» Zu erledigende Aufgabe
Übertragen Sie aus dem Text über die ORF-Pläne des Kanzleramts eine Passage wortgetreu: Beginnen Sie bei den Worten „Auch Silberstein bekam“ und hören Sie nach „Fernsehstudio eines Krawallblatts.“ auf.

··· Textauszug ···

Erneut sind geheime Pläne aus dem Büro von Bundeskanzler Christian Kern aufgetaucht. Am Donnerstag war es nun ein abenteuerliches Konzept aus dem engsten Umfeld des SPÖ-Vorsitzenden, wie man den ORF auch mit Blick auf die Nationalratswahlen disziplinieren könnte. Mit einer schärferen Gangart gegen die öffentlich-rechtliche Fernsehanstalt sollten regierungskritische Sendungen umschifft werden. In dem im Kanzleramt verfassten Papier wird sogar das machiavellistische Prinzip von "teilen und herrschen" wörtlich als Leitgedanke verwendet.
Auslöser für die Disziplinierungs-Pläne aus dem Kanzleramt gegen den ORF war die Sendung "Bürgerforum" am 14. Dezember 2016. Nach dem Geschmack von Kern und seiner Umgebung seien dabei zu viele Bürger mit regierungskritischen Fragen zu Wort gekommen. Bereits damals war zu hören, dass Kern außerordentlich verärgert über den ORF und diese Sendung gewesen sei. Daher hatte das engste Team des Kanzlers über mögliche Konsequenzen nachzudenken.
Auch Silberstein bekam Anti-ORF-Plan
Bereits am nächsten Tag haben Mitarbeiter des Regierungskabinetts ein entsprechendes Papier vorgelegt. Dieser Entwurf war als Mail auch an den damaligen Kanzler-Berater Tal Silberstein gesendet worden. Arbeitstitel der Maßnahmen gegen den Sender: "Weiterer Umgang mit dem ORF nach 'Bürgerforum'".
Sieben-Punkte-Plan
Der Katalog umfasst sieben Punkte, unter anderem die Absage eines Interviews mit der "ZiB 2" zu Neujahr und "kein Besuch der 'Pressestunde'". Auch nach der sogenannten New-Deal-Rede, die dann von Kern später als "Plan A" in Wels gehalten wurde, sollte eine ORF-"Pressestunde" verweigert werden. Wörtlich heißt es in dem Plan: "Alternativ dazu massiver Ausbau der Präsenz im Privat-TV". Deutlich intensiviert werden sollten die Auftritte des Kanzlers in den Sendern ATV, Puls 4, Servus TV und im Fernsehstudio eines Krawallblatts.

··· Datenauszug ···

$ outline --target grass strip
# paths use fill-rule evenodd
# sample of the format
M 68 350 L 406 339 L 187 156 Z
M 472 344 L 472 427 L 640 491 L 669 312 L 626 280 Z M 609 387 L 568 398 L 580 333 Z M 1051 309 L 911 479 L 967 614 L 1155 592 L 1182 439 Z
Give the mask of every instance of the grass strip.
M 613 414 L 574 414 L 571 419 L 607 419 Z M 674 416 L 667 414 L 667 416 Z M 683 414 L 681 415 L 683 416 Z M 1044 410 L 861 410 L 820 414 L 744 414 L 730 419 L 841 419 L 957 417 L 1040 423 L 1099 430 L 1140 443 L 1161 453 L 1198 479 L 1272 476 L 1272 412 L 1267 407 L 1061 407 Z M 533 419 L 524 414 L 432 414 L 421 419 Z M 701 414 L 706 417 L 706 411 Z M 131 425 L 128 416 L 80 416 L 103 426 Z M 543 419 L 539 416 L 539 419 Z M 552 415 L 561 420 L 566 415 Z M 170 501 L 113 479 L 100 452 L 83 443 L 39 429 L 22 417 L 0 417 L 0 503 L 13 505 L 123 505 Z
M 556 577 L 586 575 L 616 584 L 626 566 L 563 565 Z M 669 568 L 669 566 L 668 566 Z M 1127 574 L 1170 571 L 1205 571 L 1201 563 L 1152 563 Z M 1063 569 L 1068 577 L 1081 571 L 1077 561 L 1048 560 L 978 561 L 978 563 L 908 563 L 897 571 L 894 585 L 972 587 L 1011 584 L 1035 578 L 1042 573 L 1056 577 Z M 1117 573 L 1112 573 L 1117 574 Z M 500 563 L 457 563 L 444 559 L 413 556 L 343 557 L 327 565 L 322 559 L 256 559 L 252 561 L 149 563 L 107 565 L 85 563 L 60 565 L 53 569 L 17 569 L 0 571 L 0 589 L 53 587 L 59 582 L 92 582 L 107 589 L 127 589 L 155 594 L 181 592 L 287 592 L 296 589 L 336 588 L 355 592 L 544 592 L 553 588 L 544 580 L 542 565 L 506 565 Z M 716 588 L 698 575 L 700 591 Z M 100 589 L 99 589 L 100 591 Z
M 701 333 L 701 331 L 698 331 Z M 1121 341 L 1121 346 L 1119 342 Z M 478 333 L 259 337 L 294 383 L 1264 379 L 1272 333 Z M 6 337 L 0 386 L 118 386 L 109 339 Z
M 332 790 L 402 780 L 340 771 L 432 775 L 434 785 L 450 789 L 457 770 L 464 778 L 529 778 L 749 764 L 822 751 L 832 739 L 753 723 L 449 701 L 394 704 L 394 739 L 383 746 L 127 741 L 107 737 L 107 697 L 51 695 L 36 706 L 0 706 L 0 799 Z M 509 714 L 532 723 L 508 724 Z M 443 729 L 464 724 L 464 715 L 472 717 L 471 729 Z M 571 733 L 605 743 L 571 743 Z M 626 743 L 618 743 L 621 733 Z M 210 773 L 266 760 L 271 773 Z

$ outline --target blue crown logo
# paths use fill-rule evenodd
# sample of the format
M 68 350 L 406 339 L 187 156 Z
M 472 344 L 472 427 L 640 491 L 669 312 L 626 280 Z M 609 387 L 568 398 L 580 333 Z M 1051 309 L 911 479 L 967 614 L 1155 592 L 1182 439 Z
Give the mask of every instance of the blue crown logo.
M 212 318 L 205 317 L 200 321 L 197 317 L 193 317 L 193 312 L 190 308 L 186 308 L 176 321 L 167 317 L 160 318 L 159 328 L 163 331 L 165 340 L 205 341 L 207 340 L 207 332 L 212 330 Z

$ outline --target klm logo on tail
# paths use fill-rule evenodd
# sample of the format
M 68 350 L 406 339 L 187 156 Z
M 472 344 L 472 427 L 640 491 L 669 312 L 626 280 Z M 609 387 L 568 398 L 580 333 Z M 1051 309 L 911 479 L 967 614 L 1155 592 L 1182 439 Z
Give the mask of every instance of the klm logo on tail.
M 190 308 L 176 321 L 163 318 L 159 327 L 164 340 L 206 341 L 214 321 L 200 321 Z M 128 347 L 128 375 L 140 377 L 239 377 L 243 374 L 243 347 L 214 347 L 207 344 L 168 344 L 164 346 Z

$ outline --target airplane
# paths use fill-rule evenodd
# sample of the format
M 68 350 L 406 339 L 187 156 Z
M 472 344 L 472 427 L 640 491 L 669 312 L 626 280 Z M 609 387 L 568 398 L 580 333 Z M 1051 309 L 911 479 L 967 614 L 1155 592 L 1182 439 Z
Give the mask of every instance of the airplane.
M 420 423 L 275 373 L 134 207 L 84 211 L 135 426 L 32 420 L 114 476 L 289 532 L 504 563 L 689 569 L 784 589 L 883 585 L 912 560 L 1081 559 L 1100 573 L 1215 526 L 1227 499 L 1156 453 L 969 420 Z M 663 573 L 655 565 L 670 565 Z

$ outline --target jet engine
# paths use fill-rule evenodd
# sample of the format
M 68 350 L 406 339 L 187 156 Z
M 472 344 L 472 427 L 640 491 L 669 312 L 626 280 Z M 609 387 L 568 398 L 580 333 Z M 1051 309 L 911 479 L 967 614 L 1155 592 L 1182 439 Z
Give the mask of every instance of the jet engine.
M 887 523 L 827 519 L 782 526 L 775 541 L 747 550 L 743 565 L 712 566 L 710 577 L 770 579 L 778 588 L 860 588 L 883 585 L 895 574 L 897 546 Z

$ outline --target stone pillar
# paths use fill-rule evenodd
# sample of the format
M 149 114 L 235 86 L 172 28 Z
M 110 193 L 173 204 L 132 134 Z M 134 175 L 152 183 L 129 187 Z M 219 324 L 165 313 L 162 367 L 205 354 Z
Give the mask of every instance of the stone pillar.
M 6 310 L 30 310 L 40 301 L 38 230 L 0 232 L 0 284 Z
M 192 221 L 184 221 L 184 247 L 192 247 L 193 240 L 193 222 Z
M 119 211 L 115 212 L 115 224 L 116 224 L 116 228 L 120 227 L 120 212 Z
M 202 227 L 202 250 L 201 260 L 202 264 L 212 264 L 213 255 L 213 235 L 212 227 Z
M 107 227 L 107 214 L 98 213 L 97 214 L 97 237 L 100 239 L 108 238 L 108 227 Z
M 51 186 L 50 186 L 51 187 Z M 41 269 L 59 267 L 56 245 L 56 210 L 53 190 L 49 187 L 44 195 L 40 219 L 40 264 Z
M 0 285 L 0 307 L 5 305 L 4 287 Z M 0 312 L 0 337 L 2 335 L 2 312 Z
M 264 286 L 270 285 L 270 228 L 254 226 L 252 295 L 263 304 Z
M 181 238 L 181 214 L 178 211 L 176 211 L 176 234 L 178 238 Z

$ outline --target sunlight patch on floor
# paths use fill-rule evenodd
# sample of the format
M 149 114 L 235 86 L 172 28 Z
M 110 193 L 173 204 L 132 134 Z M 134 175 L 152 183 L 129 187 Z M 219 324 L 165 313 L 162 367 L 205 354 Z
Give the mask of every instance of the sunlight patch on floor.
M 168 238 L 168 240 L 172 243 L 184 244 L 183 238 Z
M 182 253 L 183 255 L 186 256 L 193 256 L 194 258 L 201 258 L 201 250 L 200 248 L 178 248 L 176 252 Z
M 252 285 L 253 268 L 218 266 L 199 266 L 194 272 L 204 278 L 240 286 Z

···

» Übungsergebnis
Auch Silberstein bekam Anti-ORF-Plan
Bereits am nächsten Tag haben Mitarbeiter des Regierungskabinetts ein entsprechendes Papier vorgelegt. Dieser Entwurf war als Mail auch an den damaligen Kanzler-Berater Tal Silberstein gesendet worden. Arbeitstitel der Maßnahmen gegen den Sender: "Weiterer Umgang mit dem ORF nach 'Bürgerforum'".
Sieben-Punkte-Plan
Der Katalog umfasst sieben Punkte, unter anderem die Absage eines Interviews mit der "ZiB 2" zu Neujahr und "kein Besuch der 'Pressestunde'". Auch nach der sogenannten New-Deal-Rede, die dann von Kern später als "Plan A" in Wels gehalten wurde, sollte eine ORF-"Pressestunde" verweigert werden. Wörtlich heißt es in dem Plan: "Alternativ dazu massiver Ausbau der Präsenz im Privat-TV". Deutlich intensiviert werden sollten die Auftritte des Kanzlers in den Sendern ATV, Puls 4, Servus TV und im Fernsehstudio eines Krawallblatts.